WHAT IS ASKED ::
A. Using the patent passage on the sliding sleeves, decide whether each statement agrees with it. Answer yes or no for each, and quote the deciding words. (i) Shear pins initially hold the operating sleeve in its first position. (ii) The operating sleeve has some lost longitudinal motion relative to the closure sleeve. (iii) A seal sits between the lower end of the operating sleeve and the mandrel.
B. Translate this sentence from the patent passage on the sliding sleeves into Spanish: "Pins 92 also serve to hold operating sleeve 86 so that it will not rotate as operating sleeve 86 is later drilled out of mandrel 16 after the cementing job is completed."
C. Write the next part of the patent passage on the sliding sleeves, starting right after its final sentence.

READING PASSAGE ::
-------

Referring again to FIG. 1A, apparatus 10 includes an inner operating sleeve 86 which is slidably received in second bore 23 in mandrel 16. Operating sleeve 86 is slidable between the first position relative to mandrel 16, as seen in FIG. 1A, and a second position corresponding to the closed position of closure sleeve 34, as will be further described herein.
A plurality of shear pins 88 initially hold operating sleeve 86 in its first position. A sealing means, such as O-ring 90, provides sealing engagement between operating sleeve 86 and mandrel 16.
A plurality of pins 92 extend through slots 32 in mandrel 16 and are fixably connected to operating sleeve 86 and closure sleeve 34 for common longitudinal movement relative to mandrel 16 throughout the entire movement of operating sleeve 86 from its first position to its second position. Since pins 92 fixedly connect operating sleeve 86 to closure sleeve 34, there is no lost longitudinal motion of operating sleeve 86 relative to closure sleeve 34 as the operating sleeve moves downwardly to close mandrel port 28 with closure sleeve 34.
Each pin 92 is threadingly engaged with a threaded opening 94 in operating sleeve 86 and extends through slot 32 in mandrel 16 to tightly engage groove 62 in closure sleeve 34.
Pins 92 and their engagement with operating sleeve 86 and closure sleeve 34 may all be referred to as an interlocking means, and more particularly to a mechanical means, extending through slots 32 and operably associated with both the operating sleeve and the closure sleeve for transferring a closing force from the operating sleeve to the closure sleeve, and thereby moving closure sleeve 34 to its closed position as operating sleeve 86 moves from its first position and its second position.
Pins 92 also serve to hold operating sleeve 86 so that it will not rotate as operating sleeve 86 is later drilled out of mandrel 16 after the cementing job is completed.
Apparatus 10 further includes an internal lower opening sleeve 96 slidably received in second bore 23 of mandrel 16 below operating sleeve 86. Opening sleeve 96 is slidable between a closed position as shown in FIG. 1A covering mandrel port 28 and an open position wherein mandrel port 28 is uncovered by opening sleeve 96 as the opening sleeve moves downwardly relative to mandrel 16. It is noted that when opening sleeve 96 is in its closed position as shown in FIG. 1A, operating sleeve 86 is simultaneously in its first position, and inner passage 20 of mandrel 16 is in fluid pressure communication with bore 36 of closure sleeve 34 between seals 44 and 46. This is because there is no seal between the lower end of operating sleeve 86 and mandrel 16.

-------

RECORDS SHOWN ::
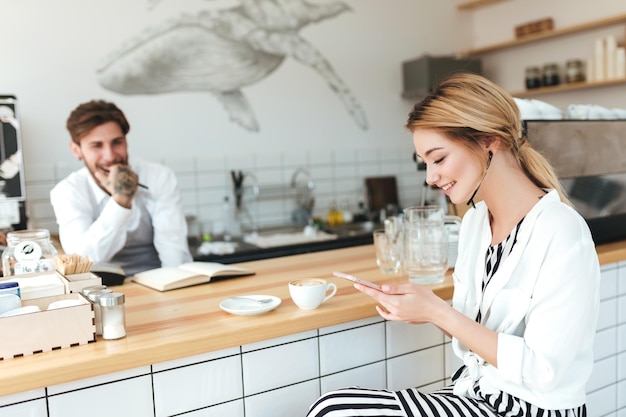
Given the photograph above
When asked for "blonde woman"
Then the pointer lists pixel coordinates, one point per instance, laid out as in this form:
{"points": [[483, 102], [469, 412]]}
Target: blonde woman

-------

RESULTS OF THE EXERCISE ::
A.
(i) Yes: "A plurality of shear pins 88 initially hold operating sleeve 86 in its first position."
(ii) No: "there is no lost longitudinal motion of operating sleeve 86 relative to closure sleeve 34"
(iii) No: "there is no seal between the lower end of operating sleeve 86 and mandrel 16."

B. Los pasadores 92 también sirven para sujetar el manguito de operación 86 de modo que no gire cuando, una vez terminado el trabajo de cementación, el manguito de operación 86 se retire del mandril 16 mediante perforación.

C.
Opening sleeve 96 is a plug operated sleeve having an annular seat 98 defined on its upper end which is constructed for engagement by a pump-down or free-fall plug (not shown) of a kind known in the art. A plurality of shear pins 100 initially hold opening sleeve 96 in its closed position. A sealing means, such as upper and lower O-rings 102 and 104, provides sealing engagement between opening sleeve 96 and bore 23 of mandrel 16 above and below mandrel port 28, respectively, when the opening sleeve is in its closed position.
An anchor ring 106 is disposed in fourth bore 27 of mandrel 16 and is spaced below opening sleeve 96 when the opening sleeve is in its closed position. Anchor ring 106 is locked into position by a retainer ring 108 of a kind known in the art such as disclosed in U.S. Pat. No. 5,178,216 to Giroux and Brandell, assigned to the assignee of the present invention. Referring now to FIG. 4, retainer ring 108 is disposed in a retainer ring groove or mandrel groove 110 in fourth bore 27 of mandrel 16. Retainer ring 108 is radially outwardly biased by natural spring resiliency of the retainer ring.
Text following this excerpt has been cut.